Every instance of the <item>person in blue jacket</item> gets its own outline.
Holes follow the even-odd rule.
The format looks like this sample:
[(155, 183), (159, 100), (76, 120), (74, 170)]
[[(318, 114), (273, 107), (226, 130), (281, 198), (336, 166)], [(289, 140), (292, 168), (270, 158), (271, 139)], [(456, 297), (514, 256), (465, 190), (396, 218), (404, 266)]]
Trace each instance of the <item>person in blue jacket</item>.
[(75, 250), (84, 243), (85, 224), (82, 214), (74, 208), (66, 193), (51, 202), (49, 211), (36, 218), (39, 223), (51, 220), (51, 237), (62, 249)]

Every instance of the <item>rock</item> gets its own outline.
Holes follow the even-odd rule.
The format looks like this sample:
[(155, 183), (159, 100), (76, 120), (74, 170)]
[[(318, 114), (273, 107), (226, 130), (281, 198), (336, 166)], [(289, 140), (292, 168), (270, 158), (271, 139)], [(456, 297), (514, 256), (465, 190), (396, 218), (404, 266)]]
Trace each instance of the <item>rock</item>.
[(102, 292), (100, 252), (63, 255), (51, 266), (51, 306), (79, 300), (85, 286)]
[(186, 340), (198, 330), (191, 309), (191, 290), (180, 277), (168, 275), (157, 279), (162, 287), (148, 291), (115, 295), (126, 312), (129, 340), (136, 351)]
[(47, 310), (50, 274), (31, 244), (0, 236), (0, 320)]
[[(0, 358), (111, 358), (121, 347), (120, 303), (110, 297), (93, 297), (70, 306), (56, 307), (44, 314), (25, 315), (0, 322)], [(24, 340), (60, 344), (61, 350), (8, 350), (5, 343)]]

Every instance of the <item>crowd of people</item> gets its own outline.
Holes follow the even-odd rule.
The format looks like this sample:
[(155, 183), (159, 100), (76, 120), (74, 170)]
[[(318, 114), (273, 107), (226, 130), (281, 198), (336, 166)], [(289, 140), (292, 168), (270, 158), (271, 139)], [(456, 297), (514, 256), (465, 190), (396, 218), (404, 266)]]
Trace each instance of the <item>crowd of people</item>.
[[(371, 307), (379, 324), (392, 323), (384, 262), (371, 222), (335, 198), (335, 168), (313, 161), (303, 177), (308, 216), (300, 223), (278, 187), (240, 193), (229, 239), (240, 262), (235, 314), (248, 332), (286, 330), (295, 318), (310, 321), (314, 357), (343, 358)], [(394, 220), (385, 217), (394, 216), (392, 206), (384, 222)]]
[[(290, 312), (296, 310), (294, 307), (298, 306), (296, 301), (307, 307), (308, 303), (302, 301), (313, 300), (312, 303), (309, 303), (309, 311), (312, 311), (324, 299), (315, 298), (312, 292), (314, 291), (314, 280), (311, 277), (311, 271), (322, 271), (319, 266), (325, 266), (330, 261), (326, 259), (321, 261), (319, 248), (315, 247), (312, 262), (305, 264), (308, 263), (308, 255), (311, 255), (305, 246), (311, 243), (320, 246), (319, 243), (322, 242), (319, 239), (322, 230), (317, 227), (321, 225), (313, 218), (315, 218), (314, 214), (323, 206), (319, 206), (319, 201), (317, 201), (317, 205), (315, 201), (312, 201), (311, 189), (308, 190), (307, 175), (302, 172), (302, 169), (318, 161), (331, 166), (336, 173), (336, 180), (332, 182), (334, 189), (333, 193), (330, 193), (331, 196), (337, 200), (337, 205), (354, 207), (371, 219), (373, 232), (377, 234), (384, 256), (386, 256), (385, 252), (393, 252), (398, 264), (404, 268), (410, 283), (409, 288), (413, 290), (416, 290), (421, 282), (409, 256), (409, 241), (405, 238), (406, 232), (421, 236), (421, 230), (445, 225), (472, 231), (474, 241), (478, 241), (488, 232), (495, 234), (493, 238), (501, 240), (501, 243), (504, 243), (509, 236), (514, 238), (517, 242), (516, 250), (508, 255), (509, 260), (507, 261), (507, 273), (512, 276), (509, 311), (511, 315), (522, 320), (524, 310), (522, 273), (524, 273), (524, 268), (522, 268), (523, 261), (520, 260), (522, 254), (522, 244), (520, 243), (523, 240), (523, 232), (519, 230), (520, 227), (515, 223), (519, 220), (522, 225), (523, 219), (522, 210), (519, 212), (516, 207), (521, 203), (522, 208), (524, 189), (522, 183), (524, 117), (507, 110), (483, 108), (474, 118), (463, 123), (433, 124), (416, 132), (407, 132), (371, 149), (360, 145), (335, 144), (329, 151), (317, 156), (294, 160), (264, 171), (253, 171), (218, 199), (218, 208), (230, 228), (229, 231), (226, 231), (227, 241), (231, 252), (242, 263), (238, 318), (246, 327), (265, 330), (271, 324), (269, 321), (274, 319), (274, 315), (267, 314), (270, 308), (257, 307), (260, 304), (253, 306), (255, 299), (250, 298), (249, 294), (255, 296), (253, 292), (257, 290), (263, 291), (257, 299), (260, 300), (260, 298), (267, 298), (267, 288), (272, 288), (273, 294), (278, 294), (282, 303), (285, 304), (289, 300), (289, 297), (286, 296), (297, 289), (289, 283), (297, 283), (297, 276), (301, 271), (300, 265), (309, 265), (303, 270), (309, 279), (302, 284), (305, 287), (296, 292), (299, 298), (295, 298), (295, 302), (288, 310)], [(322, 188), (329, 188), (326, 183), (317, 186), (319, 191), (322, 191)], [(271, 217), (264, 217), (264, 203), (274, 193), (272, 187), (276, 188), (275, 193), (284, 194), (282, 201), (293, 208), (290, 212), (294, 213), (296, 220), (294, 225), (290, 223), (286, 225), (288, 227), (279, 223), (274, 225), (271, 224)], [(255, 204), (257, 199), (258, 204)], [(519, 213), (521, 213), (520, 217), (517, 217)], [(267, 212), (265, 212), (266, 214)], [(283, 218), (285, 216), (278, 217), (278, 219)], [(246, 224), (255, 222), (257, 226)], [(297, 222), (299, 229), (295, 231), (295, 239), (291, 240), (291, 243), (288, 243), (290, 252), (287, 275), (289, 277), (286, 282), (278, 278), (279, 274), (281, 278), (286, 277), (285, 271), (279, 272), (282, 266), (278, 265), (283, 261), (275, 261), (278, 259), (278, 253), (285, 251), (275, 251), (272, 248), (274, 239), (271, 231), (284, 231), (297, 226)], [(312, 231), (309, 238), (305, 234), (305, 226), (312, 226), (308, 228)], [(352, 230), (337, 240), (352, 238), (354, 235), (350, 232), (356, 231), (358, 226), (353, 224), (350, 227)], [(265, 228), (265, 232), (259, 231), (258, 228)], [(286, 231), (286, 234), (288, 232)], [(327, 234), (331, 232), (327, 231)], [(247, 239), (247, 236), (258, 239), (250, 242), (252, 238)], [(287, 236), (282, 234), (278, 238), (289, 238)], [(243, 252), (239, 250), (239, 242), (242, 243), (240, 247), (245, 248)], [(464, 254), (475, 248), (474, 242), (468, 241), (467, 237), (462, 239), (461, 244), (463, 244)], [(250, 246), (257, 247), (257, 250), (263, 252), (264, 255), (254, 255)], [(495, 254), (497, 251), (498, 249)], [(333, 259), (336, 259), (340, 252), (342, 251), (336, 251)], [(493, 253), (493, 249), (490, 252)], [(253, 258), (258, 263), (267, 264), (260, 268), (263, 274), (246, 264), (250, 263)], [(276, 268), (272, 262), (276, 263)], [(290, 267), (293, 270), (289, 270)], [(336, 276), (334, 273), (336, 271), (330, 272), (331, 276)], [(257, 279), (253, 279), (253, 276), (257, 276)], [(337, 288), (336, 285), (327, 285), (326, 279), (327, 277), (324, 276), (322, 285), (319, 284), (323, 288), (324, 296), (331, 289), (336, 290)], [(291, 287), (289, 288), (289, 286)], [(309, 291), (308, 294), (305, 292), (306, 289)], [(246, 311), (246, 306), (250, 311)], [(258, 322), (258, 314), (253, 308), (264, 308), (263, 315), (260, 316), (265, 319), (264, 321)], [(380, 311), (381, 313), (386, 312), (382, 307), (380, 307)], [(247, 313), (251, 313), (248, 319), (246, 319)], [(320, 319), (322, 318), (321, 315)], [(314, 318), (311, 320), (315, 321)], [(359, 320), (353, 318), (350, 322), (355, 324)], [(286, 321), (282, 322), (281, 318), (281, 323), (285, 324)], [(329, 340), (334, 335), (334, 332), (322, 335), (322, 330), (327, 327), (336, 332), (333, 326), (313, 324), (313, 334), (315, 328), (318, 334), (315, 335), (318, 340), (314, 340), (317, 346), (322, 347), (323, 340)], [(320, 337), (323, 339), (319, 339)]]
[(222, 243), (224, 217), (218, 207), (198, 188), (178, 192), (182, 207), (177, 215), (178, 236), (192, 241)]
::::
__GOAL__. Reproduce the records from their start through the line containing "237), (62, 249)]", changing "Trace" to "Outline" and leaving everything else as it stands.

__EXERCISE RESULT__.
Every instance of the <item>person in blue jacket</item> gets its own outline.
Holes follow the even-odd rule.
The format looks like this sample:
[(155, 183), (159, 100), (76, 120), (74, 170)]
[[(318, 114), (273, 107), (226, 130), (281, 198), (336, 166)], [(289, 140), (292, 168), (270, 158), (271, 139)], [(456, 297), (514, 256), (465, 190), (396, 218), (404, 266)]]
Outline each instance of the <item>person in blue jacket</item>.
[(75, 250), (84, 243), (85, 224), (82, 214), (74, 208), (66, 193), (51, 202), (49, 211), (36, 218), (39, 223), (51, 220), (51, 237), (62, 249)]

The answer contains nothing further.